--- Material supplied Enclosed Below ---
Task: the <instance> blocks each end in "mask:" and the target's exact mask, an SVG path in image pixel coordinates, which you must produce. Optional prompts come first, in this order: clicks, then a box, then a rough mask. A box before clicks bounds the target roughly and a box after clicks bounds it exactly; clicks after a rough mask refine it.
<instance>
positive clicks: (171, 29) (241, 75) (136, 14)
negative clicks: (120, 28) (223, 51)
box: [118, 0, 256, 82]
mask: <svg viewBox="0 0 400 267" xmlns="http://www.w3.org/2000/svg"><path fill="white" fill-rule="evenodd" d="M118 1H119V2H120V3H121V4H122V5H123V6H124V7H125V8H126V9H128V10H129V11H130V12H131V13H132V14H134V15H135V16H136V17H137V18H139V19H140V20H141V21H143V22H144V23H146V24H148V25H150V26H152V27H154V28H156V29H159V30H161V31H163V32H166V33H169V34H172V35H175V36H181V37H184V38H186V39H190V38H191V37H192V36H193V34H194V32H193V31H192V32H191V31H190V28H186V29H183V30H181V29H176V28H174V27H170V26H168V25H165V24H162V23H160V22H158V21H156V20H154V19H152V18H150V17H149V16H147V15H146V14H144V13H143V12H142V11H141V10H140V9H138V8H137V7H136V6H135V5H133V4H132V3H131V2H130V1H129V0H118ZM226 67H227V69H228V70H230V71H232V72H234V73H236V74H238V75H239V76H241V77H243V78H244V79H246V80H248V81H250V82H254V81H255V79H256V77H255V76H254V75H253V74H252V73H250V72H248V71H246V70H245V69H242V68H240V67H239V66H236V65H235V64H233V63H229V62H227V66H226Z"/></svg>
--- End of Enclosed Material supplied ---
--- Material supplied Enclosed Below ---
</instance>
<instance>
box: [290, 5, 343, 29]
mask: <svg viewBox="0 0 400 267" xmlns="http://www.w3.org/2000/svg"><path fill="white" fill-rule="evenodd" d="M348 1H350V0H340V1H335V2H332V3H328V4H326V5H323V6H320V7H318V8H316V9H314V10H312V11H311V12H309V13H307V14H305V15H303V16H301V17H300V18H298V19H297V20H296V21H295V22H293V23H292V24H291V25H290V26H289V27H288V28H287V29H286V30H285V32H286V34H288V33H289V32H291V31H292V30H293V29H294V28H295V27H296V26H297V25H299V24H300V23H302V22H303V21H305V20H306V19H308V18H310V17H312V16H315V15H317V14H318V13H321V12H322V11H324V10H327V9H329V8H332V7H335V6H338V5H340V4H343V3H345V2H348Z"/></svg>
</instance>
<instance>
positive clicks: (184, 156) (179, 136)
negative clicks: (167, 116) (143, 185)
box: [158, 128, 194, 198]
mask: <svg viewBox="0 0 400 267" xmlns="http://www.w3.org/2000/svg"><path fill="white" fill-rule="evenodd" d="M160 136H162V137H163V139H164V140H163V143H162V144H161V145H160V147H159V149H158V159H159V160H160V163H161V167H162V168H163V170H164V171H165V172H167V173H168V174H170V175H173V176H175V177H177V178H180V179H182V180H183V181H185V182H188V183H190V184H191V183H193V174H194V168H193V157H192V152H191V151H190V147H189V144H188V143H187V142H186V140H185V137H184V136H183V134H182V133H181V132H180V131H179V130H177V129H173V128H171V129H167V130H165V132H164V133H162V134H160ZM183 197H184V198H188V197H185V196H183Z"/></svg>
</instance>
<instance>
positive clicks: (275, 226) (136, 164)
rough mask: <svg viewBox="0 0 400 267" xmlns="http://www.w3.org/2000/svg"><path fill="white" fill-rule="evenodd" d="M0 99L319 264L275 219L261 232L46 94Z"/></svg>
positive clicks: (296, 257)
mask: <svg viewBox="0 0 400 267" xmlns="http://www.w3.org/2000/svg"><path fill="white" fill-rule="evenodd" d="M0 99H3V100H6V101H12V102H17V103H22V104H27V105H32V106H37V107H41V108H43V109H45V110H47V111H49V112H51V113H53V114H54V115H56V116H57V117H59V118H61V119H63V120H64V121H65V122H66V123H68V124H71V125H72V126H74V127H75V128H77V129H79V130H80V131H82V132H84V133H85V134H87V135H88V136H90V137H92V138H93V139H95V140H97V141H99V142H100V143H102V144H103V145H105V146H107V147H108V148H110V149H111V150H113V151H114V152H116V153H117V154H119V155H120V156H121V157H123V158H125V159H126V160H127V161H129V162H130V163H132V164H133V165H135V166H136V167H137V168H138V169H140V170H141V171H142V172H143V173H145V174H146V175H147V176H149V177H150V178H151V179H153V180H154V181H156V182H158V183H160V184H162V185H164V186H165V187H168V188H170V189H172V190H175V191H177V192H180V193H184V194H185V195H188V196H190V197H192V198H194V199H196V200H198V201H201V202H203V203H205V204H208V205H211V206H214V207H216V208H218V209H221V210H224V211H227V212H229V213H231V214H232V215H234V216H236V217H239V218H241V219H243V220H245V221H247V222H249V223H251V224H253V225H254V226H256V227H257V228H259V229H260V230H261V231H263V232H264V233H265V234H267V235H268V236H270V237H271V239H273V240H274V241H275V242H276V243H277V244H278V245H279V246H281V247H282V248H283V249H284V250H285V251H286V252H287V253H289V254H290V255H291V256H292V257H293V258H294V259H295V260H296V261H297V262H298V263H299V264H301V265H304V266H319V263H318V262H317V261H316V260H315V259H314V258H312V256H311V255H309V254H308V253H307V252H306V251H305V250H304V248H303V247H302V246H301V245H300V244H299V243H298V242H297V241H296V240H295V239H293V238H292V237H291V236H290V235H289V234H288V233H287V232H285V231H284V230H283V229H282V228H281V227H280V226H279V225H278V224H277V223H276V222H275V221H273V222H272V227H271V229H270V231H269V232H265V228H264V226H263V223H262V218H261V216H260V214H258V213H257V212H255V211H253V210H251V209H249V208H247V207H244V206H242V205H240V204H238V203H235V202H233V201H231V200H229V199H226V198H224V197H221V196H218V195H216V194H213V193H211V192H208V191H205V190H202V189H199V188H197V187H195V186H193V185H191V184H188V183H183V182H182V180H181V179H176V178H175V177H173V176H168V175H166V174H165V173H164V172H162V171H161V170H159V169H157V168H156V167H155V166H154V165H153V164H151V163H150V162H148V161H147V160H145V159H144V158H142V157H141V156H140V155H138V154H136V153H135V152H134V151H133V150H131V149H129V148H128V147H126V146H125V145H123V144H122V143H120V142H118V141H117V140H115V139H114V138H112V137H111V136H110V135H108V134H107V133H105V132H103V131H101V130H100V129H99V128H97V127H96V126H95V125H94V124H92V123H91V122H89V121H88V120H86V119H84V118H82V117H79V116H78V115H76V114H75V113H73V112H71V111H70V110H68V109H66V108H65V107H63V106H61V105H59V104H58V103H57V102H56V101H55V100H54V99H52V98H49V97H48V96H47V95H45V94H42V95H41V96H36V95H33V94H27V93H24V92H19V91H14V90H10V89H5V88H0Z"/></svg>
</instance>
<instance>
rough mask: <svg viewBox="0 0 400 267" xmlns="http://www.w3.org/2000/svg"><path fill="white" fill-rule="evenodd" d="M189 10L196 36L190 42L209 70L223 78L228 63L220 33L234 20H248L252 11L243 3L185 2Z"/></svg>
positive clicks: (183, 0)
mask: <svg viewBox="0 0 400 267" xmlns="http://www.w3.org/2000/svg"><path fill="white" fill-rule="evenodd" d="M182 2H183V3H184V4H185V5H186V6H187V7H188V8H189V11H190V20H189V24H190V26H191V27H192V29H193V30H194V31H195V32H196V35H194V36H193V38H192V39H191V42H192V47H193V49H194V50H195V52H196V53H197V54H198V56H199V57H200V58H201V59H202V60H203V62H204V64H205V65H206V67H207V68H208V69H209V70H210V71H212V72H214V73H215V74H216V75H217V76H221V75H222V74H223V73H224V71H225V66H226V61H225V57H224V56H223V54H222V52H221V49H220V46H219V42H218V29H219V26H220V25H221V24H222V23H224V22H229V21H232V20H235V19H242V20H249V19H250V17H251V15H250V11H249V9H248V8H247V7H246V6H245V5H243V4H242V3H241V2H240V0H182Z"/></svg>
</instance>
--- End of Enclosed Material supplied ---
Task item
Pick out and copy the lines of the entries that hold the string "negative".

Result
negative clicks: (120, 28) (223, 51)
negative clicks: (167, 116) (143, 185)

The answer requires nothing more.